Instructions for the task> Write out every entry again exactly as it stands.

====== Data listing ======

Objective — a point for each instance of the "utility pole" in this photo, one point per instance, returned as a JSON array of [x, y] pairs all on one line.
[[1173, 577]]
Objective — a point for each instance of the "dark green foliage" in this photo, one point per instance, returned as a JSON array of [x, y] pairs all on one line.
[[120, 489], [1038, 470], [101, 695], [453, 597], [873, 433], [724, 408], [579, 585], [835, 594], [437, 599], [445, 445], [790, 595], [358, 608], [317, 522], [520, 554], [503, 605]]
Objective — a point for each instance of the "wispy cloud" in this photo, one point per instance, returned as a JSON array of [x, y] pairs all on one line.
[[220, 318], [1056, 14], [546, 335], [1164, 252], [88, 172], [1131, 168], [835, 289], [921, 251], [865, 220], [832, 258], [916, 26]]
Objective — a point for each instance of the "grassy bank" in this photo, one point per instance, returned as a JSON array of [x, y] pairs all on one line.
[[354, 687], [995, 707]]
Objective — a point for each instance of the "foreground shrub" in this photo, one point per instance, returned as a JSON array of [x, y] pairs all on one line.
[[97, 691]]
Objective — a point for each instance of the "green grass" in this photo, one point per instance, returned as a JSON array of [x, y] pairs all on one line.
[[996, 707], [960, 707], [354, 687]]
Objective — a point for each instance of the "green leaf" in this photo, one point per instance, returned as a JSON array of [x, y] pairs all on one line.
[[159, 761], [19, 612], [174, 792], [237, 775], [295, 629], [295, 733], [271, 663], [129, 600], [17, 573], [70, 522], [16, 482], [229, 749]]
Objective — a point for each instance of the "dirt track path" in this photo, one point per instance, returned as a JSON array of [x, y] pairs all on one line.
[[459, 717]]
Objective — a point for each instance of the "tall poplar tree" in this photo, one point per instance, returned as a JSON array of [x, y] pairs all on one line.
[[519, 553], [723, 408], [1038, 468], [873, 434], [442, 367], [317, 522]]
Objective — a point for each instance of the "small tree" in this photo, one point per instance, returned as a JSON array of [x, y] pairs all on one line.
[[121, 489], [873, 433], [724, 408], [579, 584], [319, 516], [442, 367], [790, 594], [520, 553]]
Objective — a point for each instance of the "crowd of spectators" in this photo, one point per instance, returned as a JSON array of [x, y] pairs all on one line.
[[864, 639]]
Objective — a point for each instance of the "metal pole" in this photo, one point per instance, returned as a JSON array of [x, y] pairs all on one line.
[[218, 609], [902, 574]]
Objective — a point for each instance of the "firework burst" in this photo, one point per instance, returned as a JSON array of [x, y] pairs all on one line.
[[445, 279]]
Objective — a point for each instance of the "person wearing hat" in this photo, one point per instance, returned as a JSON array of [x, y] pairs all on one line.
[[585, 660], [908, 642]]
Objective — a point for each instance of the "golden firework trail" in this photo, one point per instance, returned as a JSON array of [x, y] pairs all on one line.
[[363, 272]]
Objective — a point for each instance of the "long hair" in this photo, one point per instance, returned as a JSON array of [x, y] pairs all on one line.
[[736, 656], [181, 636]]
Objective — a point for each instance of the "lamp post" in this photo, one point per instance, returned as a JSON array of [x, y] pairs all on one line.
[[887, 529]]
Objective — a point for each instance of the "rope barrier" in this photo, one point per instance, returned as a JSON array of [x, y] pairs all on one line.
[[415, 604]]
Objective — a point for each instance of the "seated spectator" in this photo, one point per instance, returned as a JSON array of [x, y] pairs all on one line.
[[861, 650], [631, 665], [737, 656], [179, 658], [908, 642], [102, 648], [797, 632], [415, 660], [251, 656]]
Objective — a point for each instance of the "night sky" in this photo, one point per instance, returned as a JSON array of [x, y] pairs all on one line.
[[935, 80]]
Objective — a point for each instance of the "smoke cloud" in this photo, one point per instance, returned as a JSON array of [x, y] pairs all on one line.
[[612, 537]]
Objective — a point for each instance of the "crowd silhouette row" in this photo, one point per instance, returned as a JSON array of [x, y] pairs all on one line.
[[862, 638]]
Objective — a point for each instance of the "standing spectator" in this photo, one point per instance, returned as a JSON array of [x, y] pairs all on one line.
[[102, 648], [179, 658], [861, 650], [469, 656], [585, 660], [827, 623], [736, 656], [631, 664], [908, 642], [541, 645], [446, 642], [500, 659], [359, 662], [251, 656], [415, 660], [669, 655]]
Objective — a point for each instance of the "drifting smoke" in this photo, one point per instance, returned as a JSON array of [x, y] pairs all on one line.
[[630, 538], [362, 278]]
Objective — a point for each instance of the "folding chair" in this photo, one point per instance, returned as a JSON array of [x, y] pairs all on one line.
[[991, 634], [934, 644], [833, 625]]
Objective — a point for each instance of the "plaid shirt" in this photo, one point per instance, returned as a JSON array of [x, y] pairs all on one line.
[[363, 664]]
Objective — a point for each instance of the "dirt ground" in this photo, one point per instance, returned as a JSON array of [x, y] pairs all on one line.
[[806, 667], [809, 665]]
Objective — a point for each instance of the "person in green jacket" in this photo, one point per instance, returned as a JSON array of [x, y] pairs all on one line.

======

Solution>
Objective — a point for each instance of the "utility pole" in this photo, one point per instance, returned as a JSON array of [x, y] pairs all on one line.
[[1173, 577]]
Objective — a point for each instance of the "dark green foliage" in this photo, one point per instance, returned as a JSON array of [x, y] pairs all on one line.
[[120, 489], [1038, 470], [101, 695], [453, 597], [873, 433], [724, 408], [579, 585], [835, 594], [437, 599], [445, 445], [790, 595], [358, 608], [317, 522], [520, 554], [503, 605]]
Objective — a point for each instance of the "wispy cloud" in this photo, one point per instance, returned as a JSON array of [x, y] pairs all on one line.
[[220, 318], [1056, 14], [546, 335], [1164, 252], [88, 172], [1131, 168], [835, 289], [921, 251], [865, 220], [832, 258], [916, 26]]
Objective — a point for each instance of the "grassy bank" in this photo, one point per instance, returned as a JSON array of [x, y] pairs all on one line.
[[354, 687], [995, 707]]
Objective — a point for each instance of the "foreground shrub" in this photo, one point per instance, returned as a JSON array of [x, y] pairs all on one line.
[[97, 691]]
Objective — a point for each instance of the "green grass" in this photo, one point per instance, returned as a JSON array of [x, y] pairs all on one line.
[[996, 707], [960, 707], [354, 687]]
Objective — a point for each instance of the "green leaf" in this photo, one point per instance, returned as a JSON array of [x, y] pairs all on one line.
[[159, 761], [19, 612], [174, 792], [237, 775], [295, 629], [295, 733], [271, 663], [129, 600], [17, 573], [70, 522], [16, 482], [229, 749]]
Objective — a point for each instance of the "dirt track path" in this photo, one point per instance, returned as a JSON array of [x, y] pairs all on one line.
[[459, 717]]
Objective — a point for each instance of the "tall poplar tree" in this photo, one point per instance, returned as a JSON array of [x, y] pairs all on one line.
[[519, 553], [723, 408], [1038, 468], [873, 434], [442, 367], [317, 522]]
Objective — a point for each instance of the "small tree" in this photo, one point per instance, returned as a JSON array of [x, y] pairs all on one line.
[[121, 489], [873, 433], [724, 408], [579, 584], [319, 516], [442, 367], [790, 594], [520, 553]]
Objective — a point for each instance of the "crowd of spectators" in this photo, one point per instance, returned as a JSON array of [x, y] pairs all on one line.
[[864, 639]]
Objective — a point for each instance of the "metal pole" in this photo, one point per instance, returned as a JSON array of [x, y] pairs all on one line.
[[218, 609], [902, 574]]
Objective — a point for each instance of the "firework burst" in this photo, one point per instance, returned as a JSON array of [x, y] pairs all on one line.
[[445, 279]]
Objective — a point for each instance of the "person wearing hat" in this photo, one point per instance, returned as a JSON array of [x, y] pairs all on one line.
[[585, 660], [908, 642]]
Objective — a point for each instance of the "golden firework trail" in this photo, one point per instance, returned as a JSON array of [x, y] pairs all on one line.
[[363, 272]]
Objective — a point for each instance of the "long hair" in this photo, one point per instance, returned as a JSON array of [x, y] pairs all on one line.
[[736, 656], [181, 636]]
Objective — a point for each instance of the "lamp post" in this photo, one point per instance, returned as a JSON array of [x, y] pairs all on one line.
[[887, 529]]
Objective — a point for each instance of the "rope barrier" in this photo, one point per instance, returned as a JSON array of [x, y] pairs all on one line.
[[415, 604]]
Objective — a point for each instance of the "seated spectator" in this photo, one point per instance, returned as a JSON array of [x, y] pairs all on one line.
[[861, 650], [631, 665], [737, 656], [179, 658], [908, 642], [102, 648], [797, 632], [415, 660], [251, 656]]
Objective — a point for each instance of the "night sky" in this photo, one point per instance, returned as a JSON array of [x, y] pairs all on one line.
[[935, 80]]
Objective — a point for each instance of the "smoke cloud" in this photo, one point per instance, returned as a JSON array of [x, y] pairs all on one line.
[[612, 537]]
Objective — a point for each instance of the "crowd silhouette row" in this photo, one point per instance, returned as a JSON array of [x, y] pairs all on one line.
[[862, 638]]
Objective — a point for each instance of the "standing spectator" in this photo, one point per instance, returned as a JSON array of [x, y] pairs all on one line.
[[102, 648], [179, 658], [861, 650], [469, 656], [585, 660], [827, 623], [736, 656], [631, 664], [908, 642], [541, 645], [446, 642], [500, 659], [359, 662], [251, 656], [415, 660], [669, 655]]
Objective — a point for each instance of the "drifting smoke" in this photo, one point per instance, returned as a JSON array of [x, y] pairs all on one line.
[[630, 538], [362, 278]]
Objective — a point for each instance of the "folding chair" in this photo, one point per instance, returned as a JSON array of [x, y] pairs all on one line.
[[991, 634], [934, 644], [833, 625]]
Objective — a point for each instance of the "plaid shirt" in this photo, one point per instance, returned as a JSON array of [x, y] pairs all on one line.
[[363, 664]]
Objective — a point for each instance of the "dirt ground" in this photo, one point per instance, returned as a JSON array of [x, y] pairs all on one line.
[[806, 667], [809, 665]]
Objective — a point for each instance of the "person in green jacket" in this photo, one point per instance, returned as a JSON array of [x, y] pairs all on one line.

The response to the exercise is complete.